Kubernetes Integration
PERSIA is integrated to Kubernetes as a PersiaJob
custom resource. You can define your distributed PERSIA task by a CustomResourceDefinition (CRD). We have learned the basic structure of a PERSIA CRD in the Customize a PERSIA Job section. In this section, we will introduce more details about running PERSIA on a K8s cluster.
- PERSIA Job Name
- Configuring Environment Variables
- Configuring Resources
- Mounting Volumes
- Configuring PERSIA Image
- Configuring Nats Operator
PERSIA Job Name
In a PERSIA CRD, the job name is a unique identifier of the current PERSIA training task. It is important to keep job names different between different PERSIA jobs.
apiVersion: persia.com/v1
kind: PersiaJob
metadata:
name: you-job-name
namespace: default
...
Configuring Environment Variables
You can set environment variables for all pods or for a PERSIA module. In the following example, the environment variable GLOBAL_ENV
is set for all pods in this job, while the MODULE_RNV
is only set on NN workers.
...
spec:
globalConfigPath: /workspace/global_config.yml
embeddingConfigPath: /workspace/embedding_config.yml
...
env:
- name: GLOBAL_ENV
value: "I will take effect on all pods"
nnWorker:
replicas: 1
nprocPerNode: 1
...
env:
- name: MODULE_RNV
value: "I will take effect on NN worker pods only"
...
Configuring Resources
When you specify a PERSIA module, you can optionally specify how much of each resource a container of this module needs. The most common resources to specify are CPU, memory and GPUs. Refer to K8s doc for more details.
...
spec:
globalConfigPath: /workspace/global_config.yml
embeddingConfigPath: /workspace/embedding_config.yml
...
nnWorker:
replicas: 1
nprocPerNode: 1
resources:
limits:
memory: "24Gi"
cpu: "12"
nvidia.com/gpu: "1"
...
Mounting Volumes
Kubernetes supports many types of volumes (see K8s doc). You can mount these volumes to your containers in a PERSIA job. Here is an example:
...
spec:
globalConfigPath: /workspace/global_config.yml
embeddingConfigPath: /workspace/embedding_config.yml
...

Problems and tasks:
1) According to the Kubernetes integration page, what is the job name in a PERSIA CRD?
2) Reproduce the Kubernetes integration page from "Kubernetes Integration" to "different PERSIA jobs.".
The listing after this is separate material and not part of the Kubernetes integration page.

Record extracts:
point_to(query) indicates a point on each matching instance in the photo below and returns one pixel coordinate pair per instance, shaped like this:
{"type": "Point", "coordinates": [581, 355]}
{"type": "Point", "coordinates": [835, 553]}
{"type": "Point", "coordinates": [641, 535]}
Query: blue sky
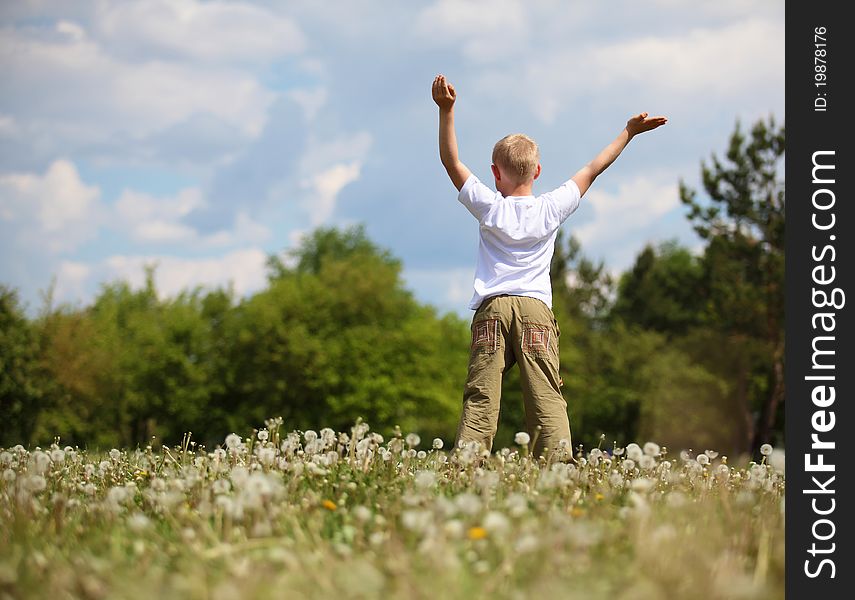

The solutions:
1) A unique identifier of the current PERSIA training task.

2)
Kubernetes Integration
PERSIA is integrated to Kubernetes as a PersiaJob
custom resource. You can define your distributed PERSIA task by a CustomResourceDefinition (CRD). We have learned the basic structure of a PERSIA CRD in the Customize a PERSIA Job section. In this section, we will introduce more details about running PERSIA on a K8s cluster.
- PERSIA Job Name
- Configuring Environment Variables
- Configuring Resources
- Mounting Volumes
- Configuring PERSIA Image
- Configuring Nats Operator
PERSIA Job Name
In a PERSIA CRD, the job name is a unique identifier of the current PERSIA training task. It is important to keep job names different between different PERSIA jobs.